• _Problem to work on_: Every record must appear in the answer exactly as it stands.

****

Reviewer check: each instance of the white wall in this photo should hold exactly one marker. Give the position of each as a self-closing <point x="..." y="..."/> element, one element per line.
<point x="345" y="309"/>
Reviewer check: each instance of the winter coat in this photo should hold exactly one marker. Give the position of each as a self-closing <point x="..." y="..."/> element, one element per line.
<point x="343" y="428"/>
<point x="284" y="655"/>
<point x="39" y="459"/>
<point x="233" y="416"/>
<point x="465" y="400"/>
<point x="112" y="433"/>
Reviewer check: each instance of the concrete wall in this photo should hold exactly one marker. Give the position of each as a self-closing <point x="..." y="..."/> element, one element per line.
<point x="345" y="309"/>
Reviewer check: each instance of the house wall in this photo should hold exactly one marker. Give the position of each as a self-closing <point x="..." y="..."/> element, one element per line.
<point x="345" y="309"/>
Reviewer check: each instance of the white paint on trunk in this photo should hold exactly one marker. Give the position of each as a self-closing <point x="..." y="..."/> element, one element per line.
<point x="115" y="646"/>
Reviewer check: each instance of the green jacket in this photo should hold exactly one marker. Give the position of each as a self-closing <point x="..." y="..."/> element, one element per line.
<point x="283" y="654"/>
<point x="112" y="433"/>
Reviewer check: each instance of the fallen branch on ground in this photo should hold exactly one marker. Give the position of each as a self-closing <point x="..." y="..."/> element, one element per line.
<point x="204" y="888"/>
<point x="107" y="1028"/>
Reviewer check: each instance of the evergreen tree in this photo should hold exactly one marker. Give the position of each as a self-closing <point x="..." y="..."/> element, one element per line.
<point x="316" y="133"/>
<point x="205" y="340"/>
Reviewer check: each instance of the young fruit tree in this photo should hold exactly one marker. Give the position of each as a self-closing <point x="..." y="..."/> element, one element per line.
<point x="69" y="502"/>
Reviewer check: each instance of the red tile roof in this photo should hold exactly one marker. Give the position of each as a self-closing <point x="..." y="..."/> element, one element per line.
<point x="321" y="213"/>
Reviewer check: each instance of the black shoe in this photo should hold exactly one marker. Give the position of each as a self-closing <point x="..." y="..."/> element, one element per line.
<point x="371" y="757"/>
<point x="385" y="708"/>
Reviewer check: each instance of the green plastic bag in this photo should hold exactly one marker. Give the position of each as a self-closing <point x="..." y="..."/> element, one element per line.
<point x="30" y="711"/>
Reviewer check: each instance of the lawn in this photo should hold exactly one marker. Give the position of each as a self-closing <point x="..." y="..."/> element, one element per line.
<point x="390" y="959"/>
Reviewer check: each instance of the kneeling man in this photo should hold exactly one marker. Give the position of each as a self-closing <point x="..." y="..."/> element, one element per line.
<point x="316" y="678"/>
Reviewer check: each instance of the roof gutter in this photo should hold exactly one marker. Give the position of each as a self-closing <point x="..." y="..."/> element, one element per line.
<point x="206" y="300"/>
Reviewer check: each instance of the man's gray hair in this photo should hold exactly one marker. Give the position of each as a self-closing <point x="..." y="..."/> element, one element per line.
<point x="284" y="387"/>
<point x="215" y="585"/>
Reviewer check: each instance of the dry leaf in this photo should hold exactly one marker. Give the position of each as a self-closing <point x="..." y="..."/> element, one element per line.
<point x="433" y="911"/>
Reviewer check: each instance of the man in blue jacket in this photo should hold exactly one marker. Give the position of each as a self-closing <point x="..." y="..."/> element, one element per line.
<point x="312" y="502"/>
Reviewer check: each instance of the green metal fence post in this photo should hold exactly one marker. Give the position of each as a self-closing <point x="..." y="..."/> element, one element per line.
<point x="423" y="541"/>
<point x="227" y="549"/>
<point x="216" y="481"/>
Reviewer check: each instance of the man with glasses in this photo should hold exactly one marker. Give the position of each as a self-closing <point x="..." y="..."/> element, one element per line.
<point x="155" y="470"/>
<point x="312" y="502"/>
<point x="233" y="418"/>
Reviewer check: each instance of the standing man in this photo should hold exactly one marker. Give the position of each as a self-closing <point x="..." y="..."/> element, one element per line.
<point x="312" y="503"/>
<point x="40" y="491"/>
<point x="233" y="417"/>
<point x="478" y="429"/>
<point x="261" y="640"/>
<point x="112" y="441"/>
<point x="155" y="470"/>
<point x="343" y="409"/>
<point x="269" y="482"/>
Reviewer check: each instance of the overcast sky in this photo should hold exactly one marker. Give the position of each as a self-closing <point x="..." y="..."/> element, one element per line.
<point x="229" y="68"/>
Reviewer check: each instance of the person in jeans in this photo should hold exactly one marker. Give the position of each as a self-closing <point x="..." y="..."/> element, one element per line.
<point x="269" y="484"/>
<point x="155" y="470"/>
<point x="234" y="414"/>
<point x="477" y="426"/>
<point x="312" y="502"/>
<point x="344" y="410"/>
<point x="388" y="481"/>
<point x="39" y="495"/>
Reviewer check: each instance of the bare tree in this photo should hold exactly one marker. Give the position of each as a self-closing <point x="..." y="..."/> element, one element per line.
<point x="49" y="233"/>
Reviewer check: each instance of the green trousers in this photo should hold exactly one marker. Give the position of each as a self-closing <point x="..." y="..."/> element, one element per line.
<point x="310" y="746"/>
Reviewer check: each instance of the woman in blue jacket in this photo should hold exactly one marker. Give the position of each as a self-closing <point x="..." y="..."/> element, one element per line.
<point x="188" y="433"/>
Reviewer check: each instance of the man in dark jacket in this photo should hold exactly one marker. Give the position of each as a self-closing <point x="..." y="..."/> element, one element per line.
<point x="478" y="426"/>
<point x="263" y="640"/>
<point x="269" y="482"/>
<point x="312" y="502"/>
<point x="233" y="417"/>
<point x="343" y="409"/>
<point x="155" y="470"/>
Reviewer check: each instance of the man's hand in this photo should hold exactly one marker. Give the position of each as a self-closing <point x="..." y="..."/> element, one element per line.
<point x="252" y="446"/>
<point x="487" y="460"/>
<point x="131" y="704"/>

****

• _Result below_:
Reviewer check: each instance of the white wall in this photo should hold exactly one marker. Give the position of each as a self-closing <point x="..." y="..."/> element, one element per line.
<point x="345" y="309"/>
Reviewer check: each instance of the winter coat in this photo should hold exactly one marker. Give the position of each as a self-closing <point x="..." y="..."/> element, one element per line.
<point x="343" y="428"/>
<point x="284" y="655"/>
<point x="39" y="459"/>
<point x="233" y="416"/>
<point x="465" y="400"/>
<point x="112" y="433"/>
Reviewer check: each instance of the concrete wall in this photo should hold exactly one marker. Give the position of each as a self-closing <point x="..." y="..."/> element, one element per line.
<point x="345" y="309"/>
Reviewer check: each instance of the house wall in this photo should hold exactly one marker. Give the position of each as a self-closing <point x="..." y="..."/> element, one element per line.
<point x="345" y="309"/>
Reviewer check: each instance of the white paint on trunk in this photo should hold exactly one marker. Give the position of each as a self-closing <point x="..." y="..."/> element, one element per line.
<point x="115" y="646"/>
Reviewer check: each instance of the green jacket in this photo should hold exactly one marker. Give the position of each as a self-closing <point x="..." y="..."/> element, one element per line.
<point x="283" y="654"/>
<point x="112" y="433"/>
Reviewer check: each instance of the fallen branch on ground in this photo should hold exactly one marker. Give the position of each as a self-closing <point x="..." y="..."/> element, one element per line.
<point x="204" y="888"/>
<point x="107" y="1028"/>
Reviewer check: each instance of the evergreen tree in this photo should hold exactly one marker. Give the position of each as a self-closing <point x="..." y="..."/> element, one element per line.
<point x="316" y="133"/>
<point x="205" y="340"/>
Reviewer check: each instance of the young fruit tree in this photo should hold exactly one marker. Give the position of each as a self-closing <point x="..." y="..."/> element, one element per line.
<point x="69" y="502"/>
Reviewer check: each instance of the red tile roof in this photo should hold exactly one marker. Give the position of each as a self-closing <point x="..." y="..."/> element, one element per line.
<point x="321" y="213"/>
Reviewer check: each instance of the black shoe in this photo should hold exactly one marker. Give the position of each as a self-closing <point x="..." y="..."/> element, one element per line.
<point x="371" y="757"/>
<point x="385" y="708"/>
Reviewer check: each instance of the green plastic bag in this photo should hold exactly one marker. Give the position of each as a self-closing <point x="..." y="..."/> element, one element per line.
<point x="30" y="711"/>
Reviewer check: each instance of the lawn in this photo should hold exactly one marker. Give the position of each as a self-closing <point x="..." y="..."/> element, one element per line.
<point x="390" y="959"/>
Reviewer check: each instance of the kneeling man in this photo should hold exactly one marker. Give the position of each as a self-closing <point x="..." y="..."/> element, one element per line.
<point x="316" y="678"/>
Reviewer check: each instance of the roof gutter in this photo should hold exactly one marker. Give the position of each as a self-closing <point x="..." y="..."/> element, one element per line.
<point x="206" y="300"/>
Reviewer check: each instance of the man's gray hair in this photo should hold exactly one marker. Give the position of each as a self-closing <point x="..." y="..."/> element, one element per line.
<point x="284" y="387"/>
<point x="215" y="585"/>
Reviewer check: each instance of the dry leaf in this photo should hold exactly one marker. Give the position of each as a self-closing <point x="..." y="..."/> element, one element per line.
<point x="433" y="911"/>
Reviewer check: each instance of the man in blue jacket in this photo should hold exactly one marker. Give the position of each as a self-closing <point x="..." y="..."/> element, one element per line.
<point x="312" y="502"/>
Reviewer check: each instance of the green metal fence post in this photo should hold exactly one marker. Give the position of each as a self-closing <point x="..." y="..."/> element, one element per line.
<point x="423" y="541"/>
<point x="227" y="549"/>
<point x="216" y="481"/>
Reviewer check: each instance of the man with glasses in this photo should hold exactly one marker. Give the position of each as a self-closing <point x="..." y="..."/> element, one element per line.
<point x="155" y="470"/>
<point x="312" y="502"/>
<point x="233" y="418"/>
Reviewer check: each instance of the standing man in this photo should hold exactly one marker. Give the position of each as a self-closing <point x="..." y="..."/> element, one element per line.
<point x="312" y="503"/>
<point x="40" y="491"/>
<point x="233" y="417"/>
<point x="478" y="429"/>
<point x="261" y="640"/>
<point x="112" y="441"/>
<point x="155" y="470"/>
<point x="343" y="409"/>
<point x="269" y="482"/>
Reviewer check: each instance of the overcast sky in this photo should hold exactly one marker. Give the position of each as a self-closing <point x="..." y="..."/> element, one element per line.
<point x="229" y="68"/>
Reviewer check: each instance of the person in jeans in this photo should hold exactly one marker. Give the position of each as a self-closing <point x="..." y="..."/> element, one element per line.
<point x="269" y="484"/>
<point x="155" y="470"/>
<point x="234" y="414"/>
<point x="477" y="426"/>
<point x="312" y="502"/>
<point x="344" y="410"/>
<point x="388" y="481"/>
<point x="39" y="495"/>
Reviewer check: each instance of the bare tree in this photo should hold exactly one marker. Give the position of each as a self-closing <point x="..." y="..."/> element, one element per line.
<point x="49" y="233"/>
Reviewer check: each instance of the green trousers in this photo should hold exactly one marker. Give the position of each as a self-closing <point x="..." y="..."/> element, one element per line.
<point x="310" y="746"/>
Reviewer check: each instance of the woman in blue jacket in this photo should hold exactly one marker. Give the position of each as a self-closing <point x="..." y="..."/> element, one element per line.
<point x="188" y="433"/>
Reviewer check: each instance of the man in dark jacket in this photo should hold exactly one marker. Give the position of each as a self-closing <point x="..." y="..."/> element, one element per line.
<point x="478" y="426"/>
<point x="263" y="640"/>
<point x="269" y="482"/>
<point x="312" y="502"/>
<point x="233" y="417"/>
<point x="343" y="409"/>
<point x="155" y="470"/>
Reviewer check: each instance of the man's hand in this photo should hold exactly one marker. Give the position of each as a self-closing <point x="..." y="..."/> element, one element per line.
<point x="252" y="446"/>
<point x="487" y="460"/>
<point x="131" y="704"/>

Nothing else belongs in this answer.